Given text:
──────

I think it is to easy for us to pick out a few extremely rare coins to use as an example.
Particularly because only a hand full of collectors could afford these. >>
Uh, common twenties were in my comparison
Tom
Coin's for sale/trade.
Tom Pilitowski
US Rare Coin Investments
800-624-1870
It also appears from the charts that Placid posted that the price of Gold over reacted to the hype of inflation in the late 70’s, but corrected to a true relationship, and is currently valued near where it should be, according to Mr. Downs’s recent report.
On the other hand the price of coins is way in front of the inflation increases, so something else must be driving this market, and it is something that all collectors need to know to avoid making the buying mistakes of the past.
In reading through the threads just posted below, several factors can be contributing to these very large increases in the coin market at this time.
First the big money has nowhere to go. The stock market is in the toilet and headed back south, bonds, CD’S, money markets, are not even keeping up with the current inflation.
Real-Estate has been hitting highs every year for several years, and may be reaching its peak, Gold and Silver seem to be fully priced until the new waves of printed money hit the market and inflation is recalculated.
Second it appears from the flips taking place that several of the larger dealers are know making investment predictions and touting coins as short term investments to their wealthy clients. It seems obvious that many of the high-end purchases are NOT done by collectors, but by speculators seeking profits. Collectors buying high R factor coins do not sell them after a year.
In addition I might add this, if you read through the posts on the market crash of the 90’s, and be sure to read all of Mike Sherman’s post who is a V.P. at PCGS, you will see that drastic market swings affect all boats. So if you are a smaller collector you will also be affected.
If you look at the charts that Placid posted you can see that current Gold prices are up approx. 19 times in ninety years, but our basket of coins is up over 60 times in the past 34 years.
So here is the question, what is driving this market? Is it just pure speculation?
ANR SALE
http://forums.collectors.com/messageview.cfm?catid=26&threadid=307844
MARKET CRASH OF THE 90’S
http://forums.collectors.com/messageview.cfm?catid=26&threadid=307779
“So here is the question, what is driving this market? Is it just pure speculation?”
Honestly, it also seems to me that there are a great many rare coins being bought for just pure quick profit reasons. As I have read through many of the show and auction posts over the last few months there are dozens of examples sited.
As far as your last question, I really have no idea, but I do agree that it is very important to know when a bubble is being created if you are a serious collector.

──────

Collected data:
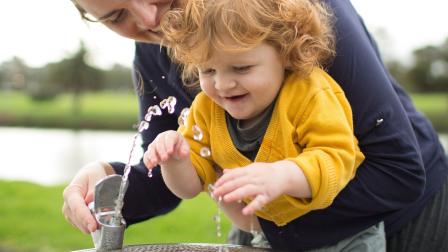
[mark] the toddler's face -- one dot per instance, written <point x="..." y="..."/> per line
<point x="244" y="84"/>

──────

Task 1:
Can you give the coin market text's passage starting at "I think it is" and ending at "Coin's for sale/trade.", with "twenties" changed to "half dollars"?
Task 2:
Answer these questions from the coin market text:
(a) About how many times have current Gold prices risen in ninety years?
(b) What position does Mike Sherman hold at PCGS?
(c) What phone number is listed for US Rare Coin Investments?
Task 3:
Which investments does the coin market text say are not even keeping up with the current inflation?
Base every answer on the coin market text alone.

Task solution 1:
I think it is to easy for us to pick out a few extremely rare coins to use as an example.
Particularly because only a hand full of collectors could afford these. >>
Uh, common half dollars were in my comparison
Tom
Coin's for sale/trade.

Task solution 2:
(a) Approximately 19 times.
(b) V.P.
(c) 800-624-1870

Task solution 3:
Bonds, CD'S, money markets